• WHAT YOU SHOULD DO
Could you pull out every line below that contains the string "positive" and copy each one in full? Case counts when matching.

:: SUPPLIED ENTRIES

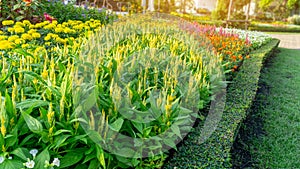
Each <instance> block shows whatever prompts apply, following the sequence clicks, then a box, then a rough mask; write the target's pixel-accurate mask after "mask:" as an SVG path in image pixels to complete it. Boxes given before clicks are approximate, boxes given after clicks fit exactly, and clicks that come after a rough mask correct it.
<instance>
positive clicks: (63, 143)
mask: <svg viewBox="0 0 300 169" xmlns="http://www.w3.org/2000/svg"><path fill="white" fill-rule="evenodd" d="M69 137H71V135H62V136H61V135H60V136H56V137H55V138H54V143H53V146H55V147H54V148H55V149H56V148H59V147H61V146H62V145H63V144H64V143H65V142H66V140H67V139H68V138H69Z"/></svg>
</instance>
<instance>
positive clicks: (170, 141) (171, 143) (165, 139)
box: [163, 138, 177, 150]
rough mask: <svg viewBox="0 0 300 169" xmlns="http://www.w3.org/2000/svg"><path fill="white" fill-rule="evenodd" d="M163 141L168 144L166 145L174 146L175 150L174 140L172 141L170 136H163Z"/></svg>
mask: <svg viewBox="0 0 300 169" xmlns="http://www.w3.org/2000/svg"><path fill="white" fill-rule="evenodd" d="M163 141H164V143H165V144H166V145H168V146H170V147H171V148H174V149H175V150H177V147H176V144H175V141H174V140H173V139H172V138H165V139H164V140H163Z"/></svg>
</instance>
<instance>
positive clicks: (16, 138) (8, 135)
mask: <svg viewBox="0 0 300 169" xmlns="http://www.w3.org/2000/svg"><path fill="white" fill-rule="evenodd" d="M17 141H18V128H14V129H13V131H12V132H11V134H9V135H7V136H6V138H5V142H6V146H7V147H10V146H13V145H15V143H16V142H17Z"/></svg>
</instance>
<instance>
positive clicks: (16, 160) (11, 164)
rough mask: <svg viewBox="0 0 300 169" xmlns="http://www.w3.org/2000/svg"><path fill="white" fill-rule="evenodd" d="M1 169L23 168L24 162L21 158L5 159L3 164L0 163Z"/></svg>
mask: <svg viewBox="0 0 300 169" xmlns="http://www.w3.org/2000/svg"><path fill="white" fill-rule="evenodd" d="M0 168H1V169H16V168H23V163H22V162H21V161H19V160H8V159H5V160H4V162H3V163H2V164H0Z"/></svg>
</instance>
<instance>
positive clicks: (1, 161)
mask: <svg viewBox="0 0 300 169" xmlns="http://www.w3.org/2000/svg"><path fill="white" fill-rule="evenodd" d="M3 162H4V157H2V156H0V164H2V163H3Z"/></svg>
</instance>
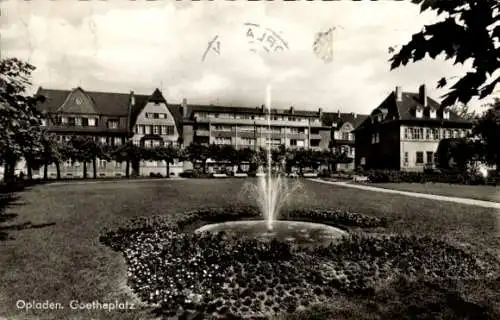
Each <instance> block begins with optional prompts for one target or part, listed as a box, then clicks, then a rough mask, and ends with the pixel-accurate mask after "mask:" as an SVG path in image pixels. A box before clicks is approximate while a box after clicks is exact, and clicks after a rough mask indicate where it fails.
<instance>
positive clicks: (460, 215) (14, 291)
mask: <svg viewBox="0 0 500 320" xmlns="http://www.w3.org/2000/svg"><path fill="white" fill-rule="evenodd" d="M244 181H245V180H240V179H227V180H226V179H224V180H213V179H211V180H209V179H207V180H203V179H196V180H176V181H169V180H146V181H115V182H105V183H104V182H103V183H89V184H72V183H68V184H64V183H61V184H57V185H45V186H35V187H32V188H31V189H29V190H25V191H23V192H20V193H19V194H17V195H16V196H18V198H16V197H15V196H14V197H12V198H10V199H7V200H6V201H4V202H3V203H2V202H1V201H0V204H3V205H5V206H6V208H5V210H4V212H2V213H1V214H0V217H8V219H6V221H1V220H0V232H4V233H6V234H7V236H8V237H10V238H13V239H6V240H4V241H0V255H1V257H2V259H0V270H1V271H0V318H1V317H6V318H7V319H26V318H36V319H70V318H71V319H90V318H93V319H144V318H148V317H150V316H151V314H150V312H151V309H150V308H147V307H139V305H136V307H137V309H135V310H129V311H126V312H125V311H124V312H121V311H114V312H108V311H103V310H94V311H87V310H71V309H70V308H69V302H70V301H71V300H78V301H81V302H92V301H99V302H106V301H115V300H118V301H119V302H123V303H124V302H126V301H129V302H134V301H135V300H134V299H135V298H134V296H133V294H132V293H131V292H130V290H128V288H127V286H126V285H125V283H126V266H125V263H124V260H123V258H122V257H121V255H120V254H119V253H116V252H113V251H111V250H110V249H109V248H108V247H105V246H103V245H101V244H100V243H99V241H98V236H99V234H100V232H101V231H102V230H103V228H105V227H109V228H113V227H114V226H116V225H117V224H118V223H120V222H122V221H124V220H127V219H129V218H131V217H133V216H142V215H173V214H182V212H183V211H185V210H190V209H194V208H200V207H220V206H224V205H228V204H237V203H239V202H240V201H245V200H243V198H241V197H239V194H238V190H240V189H241V188H242V185H243V183H244ZM304 184H305V190H306V191H305V195H306V197H305V198H301V200H300V202H299V203H295V204H294V206H296V207H304V208H308V207H316V208H319V207H323V208H338V207H342V208H347V209H350V210H353V211H357V212H360V213H364V214H369V215H374V216H378V217H386V218H388V220H389V226H388V232H399V233H413V234H417V235H429V236H433V237H437V238H441V239H445V240H448V241H453V242H457V243H468V244H471V245H473V246H475V247H477V248H478V250H488V251H490V252H493V253H495V254H498V253H499V252H500V241H499V237H498V236H499V234H498V232H497V220H498V217H497V212H496V211H495V210H494V209H488V208H479V207H472V206H466V205H461V204H453V203H443V202H437V201H433V200H426V199H418V198H408V197H405V196H398V195H393V194H386V193H379V192H373V191H362V190H353V189H350V188H342V187H338V186H332V185H325V184H320V183H315V182H310V181H305V182H304ZM27 222H30V223H31V224H30V225H31V226H41V227H38V228H33V227H32V228H20V230H17V229H16V228H14V227H13V225H26V223H27ZM9 226H10V227H9ZM18 300H24V301H33V300H34V301H36V302H44V301H51V302H59V303H61V304H62V305H63V306H64V307H65V308H64V309H63V310H56V311H53V310H29V311H26V310H18V309H17V308H16V302H17V301H18ZM135 302H136V303H137V301H135Z"/></svg>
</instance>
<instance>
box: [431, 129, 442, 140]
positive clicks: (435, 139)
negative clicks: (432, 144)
mask: <svg viewBox="0 0 500 320" xmlns="http://www.w3.org/2000/svg"><path fill="white" fill-rule="evenodd" d="M439 138H440V137H439V129H432V139H434V140H439Z"/></svg>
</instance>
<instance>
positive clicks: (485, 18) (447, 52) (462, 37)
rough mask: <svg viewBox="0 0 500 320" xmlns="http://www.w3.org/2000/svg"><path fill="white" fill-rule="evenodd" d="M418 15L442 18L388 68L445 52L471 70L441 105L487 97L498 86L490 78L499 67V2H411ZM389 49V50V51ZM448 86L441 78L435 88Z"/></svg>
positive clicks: (462, 79)
mask: <svg viewBox="0 0 500 320" xmlns="http://www.w3.org/2000/svg"><path fill="white" fill-rule="evenodd" d="M412 2H413V3H416V4H419V5H420V6H421V7H420V8H421V12H424V11H426V10H433V11H436V12H437V13H438V14H440V15H441V17H443V19H442V20H441V21H439V22H436V23H434V24H431V25H427V26H425V27H424V28H423V30H422V31H420V32H418V33H416V34H414V35H413V37H412V39H411V40H410V41H409V42H408V43H407V44H405V45H403V46H402V47H401V48H400V50H399V52H397V53H396V54H394V55H393V56H392V58H391V59H390V61H391V69H395V68H398V67H400V66H405V65H407V64H408V63H410V62H417V61H419V60H422V59H423V58H425V56H426V55H427V54H428V55H429V56H430V57H431V58H432V59H435V58H436V57H437V56H438V55H440V54H442V53H444V55H445V57H446V59H447V60H448V59H452V58H455V61H454V64H458V63H461V64H463V63H465V62H466V61H467V60H469V59H470V60H471V61H472V67H473V70H472V71H470V72H467V73H466V74H465V75H464V76H463V77H461V78H460V79H459V80H457V81H456V82H455V83H454V84H453V85H452V86H451V90H450V91H449V92H448V93H447V94H446V95H445V99H444V100H443V102H442V105H443V106H452V105H453V104H455V103H456V102H457V101H460V102H462V103H467V102H469V101H470V100H471V98H472V97H474V96H479V98H480V99H482V98H484V97H486V96H488V95H490V94H491V93H492V92H493V91H494V90H495V87H496V86H497V85H498V84H499V83H500V76H497V77H496V78H492V76H493V74H494V73H495V72H496V71H497V70H498V69H499V68H500V49H499V48H498V41H500V25H498V22H500V13H499V12H500V2H499V1H498V0H472V1H469V0H455V1H439V0H412ZM391 49H392V48H390V50H391ZM446 85H447V80H446V79H445V78H442V79H441V80H439V82H438V88H439V87H444V86H446Z"/></svg>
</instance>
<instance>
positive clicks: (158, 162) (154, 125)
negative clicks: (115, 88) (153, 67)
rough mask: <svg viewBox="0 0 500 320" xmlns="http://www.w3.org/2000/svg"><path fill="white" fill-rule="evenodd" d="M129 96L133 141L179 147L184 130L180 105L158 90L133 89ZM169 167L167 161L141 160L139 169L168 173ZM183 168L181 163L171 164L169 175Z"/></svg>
mask: <svg viewBox="0 0 500 320" xmlns="http://www.w3.org/2000/svg"><path fill="white" fill-rule="evenodd" d="M130 97H131V123H132V134H133V136H132V138H131V139H132V142H133V143H134V144H135V145H138V146H141V147H144V148H154V147H159V146H177V145H178V144H179V142H180V141H181V139H180V137H181V132H182V131H181V130H182V124H181V121H182V116H181V111H180V105H172V104H168V103H167V101H166V99H165V98H164V97H163V95H162V93H161V91H160V90H159V89H156V90H155V91H154V92H153V94H152V95H151V96H144V95H136V94H134V92H131V93H130ZM166 166H167V164H166V163H165V161H142V162H141V164H140V168H139V172H140V174H141V175H150V174H151V173H156V174H161V175H165V173H166ZM136 169H137V168H136ZM182 170H183V169H182V163H179V162H176V163H174V164H171V165H170V175H174V176H177V175H179V173H181V172H182Z"/></svg>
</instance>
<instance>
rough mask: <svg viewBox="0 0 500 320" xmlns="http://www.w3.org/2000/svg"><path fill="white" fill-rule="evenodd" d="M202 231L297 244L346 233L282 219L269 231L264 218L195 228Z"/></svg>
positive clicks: (325, 242)
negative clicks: (222, 232)
mask: <svg viewBox="0 0 500 320" xmlns="http://www.w3.org/2000/svg"><path fill="white" fill-rule="evenodd" d="M202 232H211V233H218V232H225V233H227V234H228V235H230V236H236V237H238V238H248V239H258V240H263V241H270V240H271V239H276V240H278V241H283V242H289V243H292V244H294V245H298V246H316V245H327V244H330V243H332V242H333V241H334V240H336V239H339V238H341V237H342V236H344V235H345V234H347V233H346V232H345V231H344V230H341V229H339V228H335V227H332V226H328V225H325V224H321V223H313V222H302V221H284V220H280V221H275V222H273V230H272V231H271V232H269V231H268V229H267V221H265V220H250V221H228V222H223V223H214V224H208V225H205V226H203V227H201V228H198V229H196V230H195V233H202Z"/></svg>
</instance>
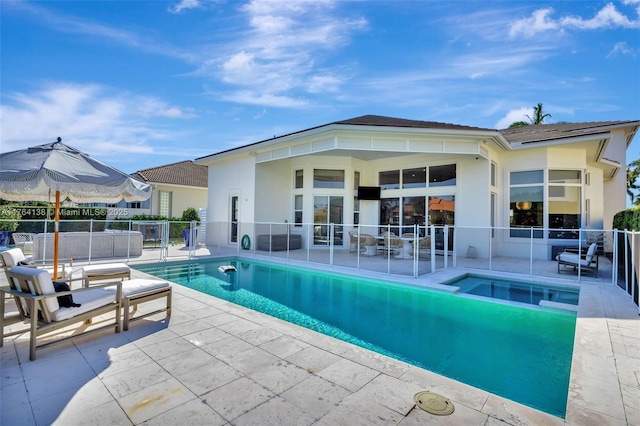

::::

• SOLUTION
positive clicks: (63, 143)
positive clicks: (170, 141) (171, 143) (165, 139)
positive clicks: (16, 138) (8, 135)
positive clicks: (16, 160) (11, 164)
positive clicks: (1, 161)
positive clicks: (460, 215) (14, 291)
positive clicks: (435, 139)
positive clicks: (485, 18) (447, 52) (462, 37)
positive clicks: (462, 79)
positive clicks: (158, 162) (154, 125)
positive clicks: (325, 242)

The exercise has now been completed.